* _What to work on_:
1. In the R pre-filtering thread, how long does filter.const() take on the PowerBook?
2. According to the R pre-filtering thread, why is filter.const() not the bottleneck in the code?
3. Extend the R pre-filtering thread from the point where its text stops.

* _Page_:
------------------------------
Re: [R] How to pre-filter large amounts of data effectively

From: Torsten Schindler <Torsten.Schindler_at_chello.at>
Date: Tue 09 Aug 2005 - 20:53:50 EST

You are right, but unfortunately this is not the limiting step or bottleneck in the code below.
The filter.const() function is only used to get the non-constant columns in the
training data set, which is initially small (49 rows and 525 columns). And this function is only applied for filtering the training set and takes about 2 seconds on my PowerBook.
After filtering the training data set, just the list of column names is used to filter the huge "prediction.set". I think, the really time and memory consuming part is the for-loop below, but I don't know how to improve this part.

Anyway, thanks for the hint!!!

Best,
Torsten

On Aug 9, 2005, at 12:37 PM, Patrick Burns wrote:

> Building up an object like you do with 'realdata' is very
> wasteful (S Poetry says why). I think you want something
> along the lines of:
>
> if(vectors[1] == 'column') {
> realdata <- apply(X, 2, function(x) diff(range(x))) > tol
> filteredX <- X[, realdata]
> } else {
> realdata <- apply(X, 1, function(x) diff(range(x))) > tol
> filteredX <- X[realdata, ]
> }
>
> Patrick Burns
> patrick@burns-stat.com
> +44 (0)20 8525 0696
> http://www.burns-stat.com
> (home of S Poetry and "A Guide for the Unwilling S User")
>
> Torsten Schindler wrote:
>
>
>> Hi,
>>
>> I'm a R newbie and want to accelerate the following pre-filtering
>> step of a data set with more than 115,000 rows :
>>
>> #-----------------
>> # Function to filter out constant data columns
>> filter.const<-function(X, vectors=c('column', 'row'), tol=0){
>> realdata=c()
------------------------------
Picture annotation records
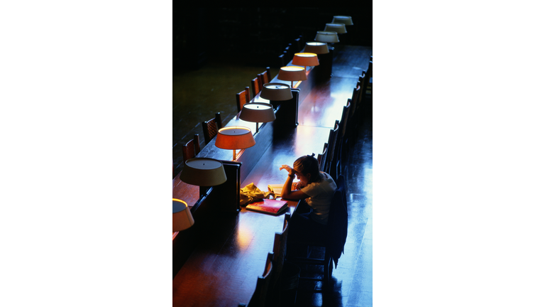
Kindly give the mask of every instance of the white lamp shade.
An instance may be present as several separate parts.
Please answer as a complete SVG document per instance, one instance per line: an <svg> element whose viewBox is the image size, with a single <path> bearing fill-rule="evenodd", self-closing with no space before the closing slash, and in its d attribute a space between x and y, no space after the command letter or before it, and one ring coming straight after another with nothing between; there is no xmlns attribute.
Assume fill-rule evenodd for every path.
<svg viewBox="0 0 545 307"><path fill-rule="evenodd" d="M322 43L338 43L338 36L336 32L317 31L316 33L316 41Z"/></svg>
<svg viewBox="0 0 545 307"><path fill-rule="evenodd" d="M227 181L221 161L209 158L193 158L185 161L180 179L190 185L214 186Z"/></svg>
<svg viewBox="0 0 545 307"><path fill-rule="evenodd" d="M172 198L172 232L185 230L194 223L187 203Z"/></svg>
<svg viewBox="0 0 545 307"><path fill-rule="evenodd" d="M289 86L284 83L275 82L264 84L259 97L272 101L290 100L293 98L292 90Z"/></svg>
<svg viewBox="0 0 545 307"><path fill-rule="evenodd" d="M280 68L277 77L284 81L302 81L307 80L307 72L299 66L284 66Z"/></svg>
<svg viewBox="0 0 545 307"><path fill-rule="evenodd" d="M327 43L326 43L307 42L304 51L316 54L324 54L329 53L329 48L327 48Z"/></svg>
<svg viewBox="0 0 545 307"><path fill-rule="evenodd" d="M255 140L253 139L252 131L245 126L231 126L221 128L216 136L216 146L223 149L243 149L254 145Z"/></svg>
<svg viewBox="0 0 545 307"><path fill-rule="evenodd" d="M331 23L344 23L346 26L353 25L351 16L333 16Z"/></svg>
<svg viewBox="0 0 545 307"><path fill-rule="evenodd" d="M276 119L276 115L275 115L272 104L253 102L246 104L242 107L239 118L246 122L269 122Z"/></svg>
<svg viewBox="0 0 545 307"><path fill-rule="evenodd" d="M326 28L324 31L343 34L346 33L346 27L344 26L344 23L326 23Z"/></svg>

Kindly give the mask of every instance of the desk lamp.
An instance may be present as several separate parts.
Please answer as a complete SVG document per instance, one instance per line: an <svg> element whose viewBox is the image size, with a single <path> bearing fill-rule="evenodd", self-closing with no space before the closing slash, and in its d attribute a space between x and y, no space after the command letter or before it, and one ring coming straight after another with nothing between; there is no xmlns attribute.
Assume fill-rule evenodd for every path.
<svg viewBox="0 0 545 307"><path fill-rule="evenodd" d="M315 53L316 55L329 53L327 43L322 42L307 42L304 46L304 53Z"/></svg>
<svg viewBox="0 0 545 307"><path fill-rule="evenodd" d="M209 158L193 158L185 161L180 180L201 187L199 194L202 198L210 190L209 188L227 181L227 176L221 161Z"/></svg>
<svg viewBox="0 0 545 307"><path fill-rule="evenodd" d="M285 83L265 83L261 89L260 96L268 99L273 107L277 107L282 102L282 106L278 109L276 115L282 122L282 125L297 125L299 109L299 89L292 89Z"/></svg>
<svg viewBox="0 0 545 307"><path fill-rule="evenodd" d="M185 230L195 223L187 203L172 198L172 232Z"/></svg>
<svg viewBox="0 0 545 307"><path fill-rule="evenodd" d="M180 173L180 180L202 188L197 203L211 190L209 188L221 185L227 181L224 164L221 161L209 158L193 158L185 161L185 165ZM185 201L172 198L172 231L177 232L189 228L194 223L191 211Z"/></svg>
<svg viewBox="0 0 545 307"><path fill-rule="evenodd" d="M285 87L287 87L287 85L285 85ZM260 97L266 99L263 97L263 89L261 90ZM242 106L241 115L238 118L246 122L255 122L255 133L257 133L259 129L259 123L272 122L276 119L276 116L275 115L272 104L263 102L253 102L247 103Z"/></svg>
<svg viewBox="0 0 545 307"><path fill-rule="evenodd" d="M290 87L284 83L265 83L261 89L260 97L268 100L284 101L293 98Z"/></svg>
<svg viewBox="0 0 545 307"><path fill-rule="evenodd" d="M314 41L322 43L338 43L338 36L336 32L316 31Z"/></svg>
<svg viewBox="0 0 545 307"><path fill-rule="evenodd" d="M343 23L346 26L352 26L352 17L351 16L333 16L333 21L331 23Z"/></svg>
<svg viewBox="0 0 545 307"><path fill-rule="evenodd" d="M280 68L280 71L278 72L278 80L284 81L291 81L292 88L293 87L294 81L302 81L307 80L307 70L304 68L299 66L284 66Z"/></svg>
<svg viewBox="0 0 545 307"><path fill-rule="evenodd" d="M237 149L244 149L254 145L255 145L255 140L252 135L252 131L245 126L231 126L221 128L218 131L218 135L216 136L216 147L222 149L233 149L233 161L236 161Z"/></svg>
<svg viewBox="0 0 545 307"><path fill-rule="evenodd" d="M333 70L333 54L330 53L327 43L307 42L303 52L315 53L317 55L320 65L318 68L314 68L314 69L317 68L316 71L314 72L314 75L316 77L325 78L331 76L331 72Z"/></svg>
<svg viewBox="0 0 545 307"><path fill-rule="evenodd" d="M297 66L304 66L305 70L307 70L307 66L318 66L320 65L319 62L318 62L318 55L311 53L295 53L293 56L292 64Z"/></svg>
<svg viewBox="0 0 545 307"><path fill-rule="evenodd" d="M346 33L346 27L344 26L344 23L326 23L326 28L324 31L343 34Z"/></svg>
------------------------------
* _Responses for each task_:
1. About 2 seconds.

2. It runs only on the training data set, which is small (49 rows and 525 columns), and takes about 2 seconds. After that, only the list of column names is used to filter the huge "prediction.set", and the for-loop is what costs the real time and memory.

3.
>> filteredX<-matrix()
>> if( vectors[1] == 'row' ){
>> for( row in (1:nrow(X)) ){
>> if( length(which(X[row,]!=median(X[row,])))>tol ){
>> realdata[length(realdata)+1]=row
>> }
>> }
>> filteredX=X[realdata,]
>> } else if( vectors[1] == 'column' ){
>> for( col in (1:ncol(X)) ){
>> if( length(which(X[,col]!=median(X[,col])))>tol ){
>> realdata[length(realdata)+1]=col
>> }
>> }
>> filteredX=X[,realdata]
>> }
>> return(list(x=filteredX, ix=realdata))
>> }
>>
>> #-----------------
>> # Filter out all all-constant columns in my training data set
>> #
>> # Read training data set with class information in the first column
>> training <- read.csv('training_data.txt')
>> dim(training) # => 49 rows and 525 columns
>>
>> # Prepare column names by stripping the underline and the number
>> at the end
>> colnames(training) <- sub('_\\d+$', '', colnames(training),
>> perl=TRUE)
>>
>> # Filter out the all-constant columns, exclude column 1, the
>> class column called myclass
>> training.filter <- filter.const(training[,-1])
>>
>> # The filtered data frame is
>> training.filtered <- cbind(myclass=training[,1], training.filter$x)
>> dim(training.filtered) # => 49 rows and 250 columns
>>
>> # Save the filtered training set for later use in classification
>> filtered.data <- 'training_set_filtered.Rdata'
>> save(training.filtered, file=filtered.data)
>>
>> #-----------------
>> # THE FOLLOWING FILTERING STEP TAKES 3 HOUR ON MY PowerBook
>> # AND CONSUMES ABOUT 600 Mb MEMORY.
>> #
>> # I WOULD BE HAPPY ABOUT ANY HINT HOW TO IMPROVE THIS.
>>
>> # Pre-filter the big data set (more than 115,000 rows and 524
>> columns) for later class predictions.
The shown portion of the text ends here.